Data lines ::
——

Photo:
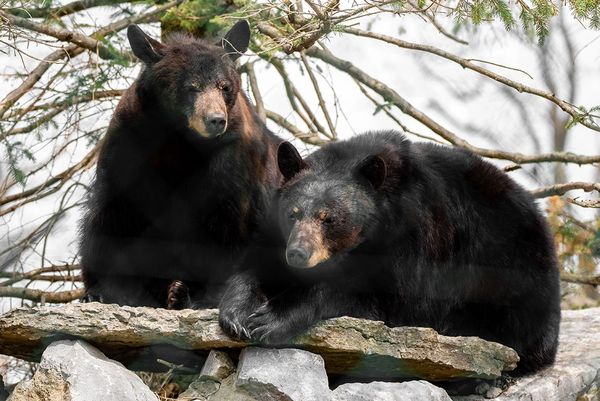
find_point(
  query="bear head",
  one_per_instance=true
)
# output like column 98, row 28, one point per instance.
column 194, row 82
column 325, row 212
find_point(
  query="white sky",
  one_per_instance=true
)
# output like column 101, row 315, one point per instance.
column 407, row 72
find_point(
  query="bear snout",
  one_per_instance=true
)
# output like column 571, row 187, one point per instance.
column 215, row 123
column 297, row 257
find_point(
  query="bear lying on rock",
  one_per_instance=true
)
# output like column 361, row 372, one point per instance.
column 413, row 234
column 183, row 179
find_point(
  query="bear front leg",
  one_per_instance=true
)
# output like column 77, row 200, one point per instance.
column 241, row 297
column 178, row 295
column 292, row 312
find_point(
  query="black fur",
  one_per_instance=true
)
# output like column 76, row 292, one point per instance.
column 446, row 240
column 167, row 203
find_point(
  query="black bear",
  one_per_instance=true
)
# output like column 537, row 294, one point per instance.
column 184, row 175
column 413, row 234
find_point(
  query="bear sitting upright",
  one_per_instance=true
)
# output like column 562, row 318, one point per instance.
column 184, row 175
column 413, row 234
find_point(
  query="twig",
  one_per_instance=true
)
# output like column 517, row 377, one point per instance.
column 260, row 106
column 310, row 138
column 579, row 279
column 587, row 203
column 315, row 84
column 568, row 108
column 561, row 189
column 41, row 296
column 393, row 97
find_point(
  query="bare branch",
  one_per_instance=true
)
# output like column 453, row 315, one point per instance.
column 260, row 106
column 309, row 138
column 565, row 106
column 579, row 279
column 67, row 9
column 74, row 50
column 66, row 35
column 41, row 296
column 588, row 203
column 561, row 189
column 393, row 97
column 315, row 84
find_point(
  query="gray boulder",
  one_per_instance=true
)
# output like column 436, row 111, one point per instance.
column 282, row 375
column 576, row 374
column 381, row 391
column 75, row 371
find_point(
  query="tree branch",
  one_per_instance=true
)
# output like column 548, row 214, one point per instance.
column 74, row 50
column 579, row 278
column 561, row 189
column 41, row 296
column 565, row 106
column 66, row 35
column 69, row 8
column 393, row 97
column 283, row 122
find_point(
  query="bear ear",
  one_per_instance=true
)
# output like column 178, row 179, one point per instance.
column 289, row 160
column 374, row 169
column 144, row 47
column 236, row 41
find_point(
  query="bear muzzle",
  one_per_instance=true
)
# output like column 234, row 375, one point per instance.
column 306, row 247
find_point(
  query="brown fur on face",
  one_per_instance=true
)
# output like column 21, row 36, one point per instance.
column 309, row 235
column 207, row 102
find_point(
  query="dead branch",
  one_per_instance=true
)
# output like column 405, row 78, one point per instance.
column 579, row 278
column 565, row 106
column 393, row 97
column 310, row 138
column 61, row 11
column 561, row 189
column 66, row 35
column 41, row 296
column 74, row 50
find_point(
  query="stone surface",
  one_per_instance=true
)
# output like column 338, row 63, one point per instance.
column 139, row 336
column 370, row 350
column 72, row 370
column 576, row 374
column 218, row 366
column 381, row 391
column 282, row 375
column 3, row 392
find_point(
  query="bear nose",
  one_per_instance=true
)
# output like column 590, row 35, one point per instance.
column 297, row 257
column 215, row 123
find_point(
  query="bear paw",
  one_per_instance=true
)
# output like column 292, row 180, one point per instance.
column 178, row 296
column 268, row 327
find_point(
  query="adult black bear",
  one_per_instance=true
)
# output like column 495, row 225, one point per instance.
column 409, row 233
column 183, row 178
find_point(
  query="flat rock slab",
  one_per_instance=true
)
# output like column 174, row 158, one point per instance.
column 138, row 337
column 382, row 391
column 282, row 375
column 575, row 376
column 76, row 371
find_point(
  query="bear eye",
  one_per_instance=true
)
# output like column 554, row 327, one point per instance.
column 325, row 217
column 295, row 213
column 225, row 87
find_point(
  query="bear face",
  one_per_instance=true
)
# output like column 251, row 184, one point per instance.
column 195, row 82
column 323, row 214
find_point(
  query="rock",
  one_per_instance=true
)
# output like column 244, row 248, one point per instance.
column 138, row 337
column 576, row 374
column 370, row 350
column 218, row 366
column 282, row 375
column 381, row 391
column 200, row 389
column 3, row 392
column 75, row 371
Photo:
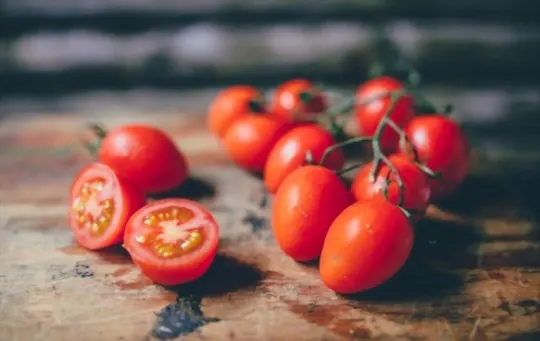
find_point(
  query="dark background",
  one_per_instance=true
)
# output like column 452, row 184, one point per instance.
column 87, row 55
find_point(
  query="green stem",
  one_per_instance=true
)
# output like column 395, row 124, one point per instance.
column 336, row 146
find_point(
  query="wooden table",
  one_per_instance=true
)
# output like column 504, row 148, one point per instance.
column 474, row 273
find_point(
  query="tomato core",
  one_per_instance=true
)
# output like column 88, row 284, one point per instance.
column 94, row 206
column 173, row 231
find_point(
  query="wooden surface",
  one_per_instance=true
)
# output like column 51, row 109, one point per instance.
column 474, row 273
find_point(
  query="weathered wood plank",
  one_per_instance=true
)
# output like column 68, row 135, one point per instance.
column 474, row 272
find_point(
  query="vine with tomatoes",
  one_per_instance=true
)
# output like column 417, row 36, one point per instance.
column 363, row 231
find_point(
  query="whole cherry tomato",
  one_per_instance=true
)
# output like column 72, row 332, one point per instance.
column 365, row 246
column 369, row 113
column 290, row 152
column 305, row 205
column 231, row 103
column 250, row 139
column 443, row 147
column 416, row 191
column 101, row 204
column 172, row 241
column 146, row 156
column 298, row 98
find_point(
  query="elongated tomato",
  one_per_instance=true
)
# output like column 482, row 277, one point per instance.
column 304, row 207
column 366, row 245
column 172, row 241
column 100, row 205
column 290, row 151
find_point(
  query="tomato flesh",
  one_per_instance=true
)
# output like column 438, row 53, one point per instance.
column 173, row 241
column 101, row 204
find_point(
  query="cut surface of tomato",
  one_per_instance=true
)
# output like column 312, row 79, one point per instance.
column 100, row 206
column 172, row 241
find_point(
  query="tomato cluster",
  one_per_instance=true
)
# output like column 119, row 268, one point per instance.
column 362, row 233
column 172, row 241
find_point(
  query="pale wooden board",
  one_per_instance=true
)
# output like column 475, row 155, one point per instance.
column 474, row 273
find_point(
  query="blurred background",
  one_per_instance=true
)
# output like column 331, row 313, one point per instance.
column 77, row 57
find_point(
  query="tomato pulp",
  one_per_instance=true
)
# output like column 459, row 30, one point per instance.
column 172, row 241
column 101, row 204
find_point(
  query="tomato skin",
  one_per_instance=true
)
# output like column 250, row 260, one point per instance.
column 230, row 104
column 290, row 151
column 416, row 186
column 303, row 209
column 146, row 156
column 188, row 267
column 287, row 102
column 366, row 245
column 443, row 147
column 127, row 197
column 250, row 139
column 369, row 115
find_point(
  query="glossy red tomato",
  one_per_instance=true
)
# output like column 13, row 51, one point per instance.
column 250, row 139
column 370, row 114
column 100, row 205
column 232, row 103
column 305, row 205
column 443, row 147
column 298, row 98
column 290, row 151
column 146, row 156
column 416, row 193
column 172, row 241
column 365, row 246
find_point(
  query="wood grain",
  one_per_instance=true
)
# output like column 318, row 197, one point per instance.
column 474, row 273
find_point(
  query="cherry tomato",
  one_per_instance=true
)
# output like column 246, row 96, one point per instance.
column 298, row 98
column 146, row 156
column 369, row 115
column 305, row 205
column 172, row 241
column 443, row 147
column 366, row 245
column 416, row 192
column 290, row 152
column 101, row 204
column 250, row 139
column 232, row 103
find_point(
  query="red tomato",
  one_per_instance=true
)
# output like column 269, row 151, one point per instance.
column 290, row 152
column 230, row 104
column 250, row 139
column 366, row 245
column 146, row 156
column 172, row 241
column 416, row 192
column 305, row 205
column 101, row 204
column 297, row 98
column 369, row 115
column 443, row 147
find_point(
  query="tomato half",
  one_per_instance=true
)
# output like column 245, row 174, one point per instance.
column 305, row 205
column 370, row 114
column 297, row 98
column 232, row 103
column 416, row 191
column 443, row 147
column 146, row 156
column 100, row 205
column 172, row 241
column 290, row 151
column 250, row 139
column 365, row 246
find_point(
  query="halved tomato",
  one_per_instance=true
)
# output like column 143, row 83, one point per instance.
column 172, row 241
column 100, row 206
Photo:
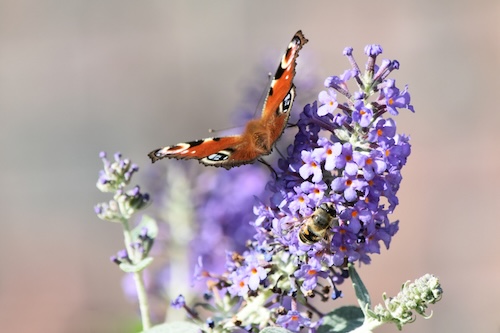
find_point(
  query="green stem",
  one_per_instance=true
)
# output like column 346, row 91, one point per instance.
column 142, row 295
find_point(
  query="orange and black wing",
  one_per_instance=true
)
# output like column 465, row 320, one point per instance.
column 226, row 152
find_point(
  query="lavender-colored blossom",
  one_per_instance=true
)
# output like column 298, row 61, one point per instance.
column 293, row 321
column 347, row 157
column 329, row 100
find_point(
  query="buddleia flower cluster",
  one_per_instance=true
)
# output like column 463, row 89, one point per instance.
column 134, row 258
column 346, row 155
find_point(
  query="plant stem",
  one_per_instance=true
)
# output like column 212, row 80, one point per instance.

——

Exercise goal :: In how many lines of the items above does the word "background" occur? Respond with the number alone.

Task response :: 2